--- DATA SUPPLIED ---

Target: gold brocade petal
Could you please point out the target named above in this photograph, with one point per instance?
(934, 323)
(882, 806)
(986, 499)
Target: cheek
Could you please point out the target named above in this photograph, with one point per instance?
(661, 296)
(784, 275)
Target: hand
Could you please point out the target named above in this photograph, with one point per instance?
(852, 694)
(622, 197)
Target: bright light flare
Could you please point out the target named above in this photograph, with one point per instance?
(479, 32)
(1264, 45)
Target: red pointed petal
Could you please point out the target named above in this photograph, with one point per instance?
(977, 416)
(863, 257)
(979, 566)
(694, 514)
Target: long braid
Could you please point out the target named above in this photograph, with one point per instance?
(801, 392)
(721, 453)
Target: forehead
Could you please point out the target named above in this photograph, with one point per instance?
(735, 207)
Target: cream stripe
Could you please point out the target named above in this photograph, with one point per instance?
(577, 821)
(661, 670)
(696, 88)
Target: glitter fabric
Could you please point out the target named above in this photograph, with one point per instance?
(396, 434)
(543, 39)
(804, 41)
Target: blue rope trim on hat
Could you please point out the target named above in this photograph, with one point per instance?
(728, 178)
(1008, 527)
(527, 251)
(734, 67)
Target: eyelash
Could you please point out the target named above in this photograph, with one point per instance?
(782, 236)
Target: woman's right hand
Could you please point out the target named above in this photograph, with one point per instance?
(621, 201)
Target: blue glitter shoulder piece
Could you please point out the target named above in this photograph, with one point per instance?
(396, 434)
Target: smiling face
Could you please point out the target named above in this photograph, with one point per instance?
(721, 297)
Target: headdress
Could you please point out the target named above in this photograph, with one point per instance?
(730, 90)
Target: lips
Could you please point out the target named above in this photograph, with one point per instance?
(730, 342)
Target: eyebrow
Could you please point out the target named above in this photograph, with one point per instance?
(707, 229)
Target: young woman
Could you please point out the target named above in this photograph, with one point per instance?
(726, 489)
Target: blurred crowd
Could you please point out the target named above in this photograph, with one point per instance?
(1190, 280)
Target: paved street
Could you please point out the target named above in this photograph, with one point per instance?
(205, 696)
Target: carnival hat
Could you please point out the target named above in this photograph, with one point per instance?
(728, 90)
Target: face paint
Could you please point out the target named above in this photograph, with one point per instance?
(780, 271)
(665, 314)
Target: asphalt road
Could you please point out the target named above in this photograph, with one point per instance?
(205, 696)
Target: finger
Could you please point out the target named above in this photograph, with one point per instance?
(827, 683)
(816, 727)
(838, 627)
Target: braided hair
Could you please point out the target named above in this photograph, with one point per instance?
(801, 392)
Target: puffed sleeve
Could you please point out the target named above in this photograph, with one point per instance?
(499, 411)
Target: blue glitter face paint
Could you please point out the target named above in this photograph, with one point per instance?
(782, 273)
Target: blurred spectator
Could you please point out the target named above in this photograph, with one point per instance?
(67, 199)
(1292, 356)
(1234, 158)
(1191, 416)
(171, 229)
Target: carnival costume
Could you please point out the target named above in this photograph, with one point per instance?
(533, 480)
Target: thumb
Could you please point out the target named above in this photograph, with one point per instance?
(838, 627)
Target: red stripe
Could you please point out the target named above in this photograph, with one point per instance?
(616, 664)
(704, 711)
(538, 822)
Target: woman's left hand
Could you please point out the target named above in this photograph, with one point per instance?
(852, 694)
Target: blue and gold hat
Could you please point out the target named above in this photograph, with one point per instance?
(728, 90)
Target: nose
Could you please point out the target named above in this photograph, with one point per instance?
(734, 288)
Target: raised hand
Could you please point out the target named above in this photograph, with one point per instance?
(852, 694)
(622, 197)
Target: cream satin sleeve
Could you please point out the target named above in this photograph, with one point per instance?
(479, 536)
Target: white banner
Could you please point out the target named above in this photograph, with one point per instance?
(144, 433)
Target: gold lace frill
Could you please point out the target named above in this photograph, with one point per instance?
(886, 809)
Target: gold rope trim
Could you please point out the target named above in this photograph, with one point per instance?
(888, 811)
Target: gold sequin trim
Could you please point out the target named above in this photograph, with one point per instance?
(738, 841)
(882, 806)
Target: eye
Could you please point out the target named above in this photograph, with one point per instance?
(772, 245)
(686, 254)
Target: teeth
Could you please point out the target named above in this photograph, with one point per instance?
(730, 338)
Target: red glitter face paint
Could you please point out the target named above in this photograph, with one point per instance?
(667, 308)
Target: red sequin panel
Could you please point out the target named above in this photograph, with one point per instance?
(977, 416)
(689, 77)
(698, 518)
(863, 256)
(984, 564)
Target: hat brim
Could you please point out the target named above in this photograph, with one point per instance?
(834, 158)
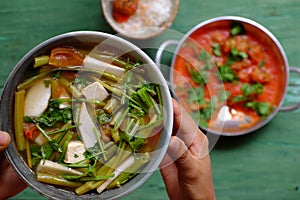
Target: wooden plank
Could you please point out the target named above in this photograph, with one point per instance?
(262, 165)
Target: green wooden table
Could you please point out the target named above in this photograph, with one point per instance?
(261, 165)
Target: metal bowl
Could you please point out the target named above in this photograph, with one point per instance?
(230, 126)
(140, 32)
(7, 113)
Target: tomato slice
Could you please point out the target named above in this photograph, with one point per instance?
(65, 56)
(30, 130)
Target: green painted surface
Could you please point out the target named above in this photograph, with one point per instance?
(262, 165)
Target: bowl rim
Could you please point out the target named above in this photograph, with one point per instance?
(26, 173)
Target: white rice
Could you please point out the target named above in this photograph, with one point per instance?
(150, 13)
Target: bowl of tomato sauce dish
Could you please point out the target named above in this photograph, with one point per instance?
(230, 73)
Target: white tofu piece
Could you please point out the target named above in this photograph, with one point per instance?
(92, 63)
(64, 95)
(95, 91)
(37, 99)
(51, 167)
(87, 127)
(75, 151)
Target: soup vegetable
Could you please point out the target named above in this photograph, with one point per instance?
(87, 121)
(229, 73)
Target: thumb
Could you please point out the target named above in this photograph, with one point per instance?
(180, 154)
(4, 140)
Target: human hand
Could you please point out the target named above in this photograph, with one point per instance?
(10, 182)
(190, 175)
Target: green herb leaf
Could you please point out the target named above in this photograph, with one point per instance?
(226, 73)
(217, 49)
(237, 28)
(262, 108)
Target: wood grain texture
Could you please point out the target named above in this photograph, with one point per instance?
(261, 165)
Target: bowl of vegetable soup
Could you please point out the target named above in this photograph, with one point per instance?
(230, 73)
(89, 114)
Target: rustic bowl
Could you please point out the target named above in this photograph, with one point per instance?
(7, 114)
(230, 127)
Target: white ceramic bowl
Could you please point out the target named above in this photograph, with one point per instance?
(145, 31)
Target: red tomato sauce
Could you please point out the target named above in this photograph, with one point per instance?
(251, 64)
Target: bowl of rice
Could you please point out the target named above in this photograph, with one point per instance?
(149, 19)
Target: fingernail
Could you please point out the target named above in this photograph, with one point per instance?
(4, 139)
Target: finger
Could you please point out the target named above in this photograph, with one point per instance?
(4, 140)
(186, 129)
(180, 154)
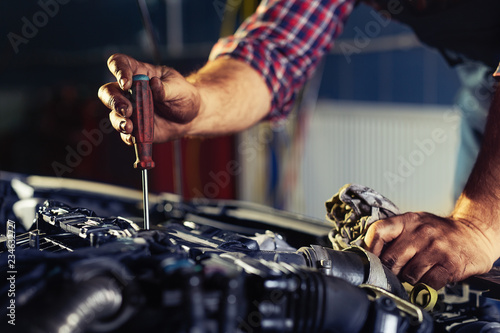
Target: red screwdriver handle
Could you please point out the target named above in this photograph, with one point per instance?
(143, 120)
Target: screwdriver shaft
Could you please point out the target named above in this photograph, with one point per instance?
(145, 198)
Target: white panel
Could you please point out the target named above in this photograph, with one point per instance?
(405, 152)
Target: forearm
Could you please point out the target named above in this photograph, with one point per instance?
(233, 97)
(479, 203)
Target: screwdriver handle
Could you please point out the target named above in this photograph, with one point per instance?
(143, 120)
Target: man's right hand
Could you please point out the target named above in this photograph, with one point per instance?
(176, 101)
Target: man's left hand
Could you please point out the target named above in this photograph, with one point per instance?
(422, 247)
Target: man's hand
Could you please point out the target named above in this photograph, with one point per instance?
(225, 96)
(176, 101)
(422, 247)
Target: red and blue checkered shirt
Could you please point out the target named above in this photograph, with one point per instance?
(284, 40)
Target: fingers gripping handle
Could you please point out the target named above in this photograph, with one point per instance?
(142, 118)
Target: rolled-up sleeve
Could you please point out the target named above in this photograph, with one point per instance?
(284, 41)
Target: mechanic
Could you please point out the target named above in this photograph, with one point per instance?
(255, 75)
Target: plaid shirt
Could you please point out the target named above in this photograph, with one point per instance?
(284, 41)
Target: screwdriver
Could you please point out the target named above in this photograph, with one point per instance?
(143, 133)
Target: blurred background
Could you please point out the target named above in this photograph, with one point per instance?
(379, 113)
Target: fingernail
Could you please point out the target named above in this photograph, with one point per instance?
(123, 82)
(121, 109)
(123, 123)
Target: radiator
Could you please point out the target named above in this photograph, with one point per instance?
(405, 152)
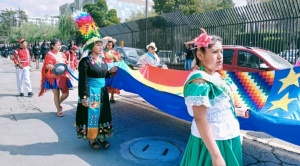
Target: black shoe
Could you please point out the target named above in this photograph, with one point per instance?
(29, 94)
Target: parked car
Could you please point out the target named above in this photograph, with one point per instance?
(131, 56)
(251, 59)
(290, 55)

---

- [AIM OF THE TASK]:
Could you lay out everything above, from the line with "Target: forehead" down to the line with "(1190, 280)", both included, as a two-column CSV headed text and points? Give one row per record, with the record's text and its answer each in a single quoted field and line breaks turned into spaces.

- [WRITTEN REPLY]:
text,points
"Target: forehead Could you please point out the target named above in this photograph, with one point per instance?","(735, 207)"
"Target: cream stripe Could you please point out the target named above in this photograph, with one point per instance?","(577, 821) (661, 670) (696, 88)"
"Target: glitter fabric Could you please point out the target named above in this photograph, with one point per instance?","(396, 434) (543, 39) (804, 41)"
"Target: blue rope trim on hat Could you please point out the target named above in this photograph, with one point per instance?","(728, 178) (1008, 527) (527, 251) (734, 67)"
"Target: eyelash Could you please point out the target named above in this photograph, with one point per instance?","(782, 236)"
"Target: woman's right hand Could you please point out the target named above in this photograph, with one point per instance?","(621, 201)"
"Target: blue glitter shoulder piece Could you please point out the target named above in this photograph, with one point per instance?","(396, 434)"
"Target: smiling face Could you please point out the target named above in this photograph, with one point per instance?","(721, 297)"
"Target: headdress Could you please point out the target named above in this photograph, with one point per instance?","(730, 90)"
"Target: lips Could you please point out the target named above in this photograph, with one point per instance?","(730, 342)"
"Target: eyebrow Could you please point out the target named above in this photograph, with one point per instance?","(707, 229)"
"Target: young woman Could you please point out the target named above in this photograph, with one point per instance?","(726, 489)"
"Target: blurred crowd Could you please point out the target named above in this photograph, with one point per instance?","(1190, 280)"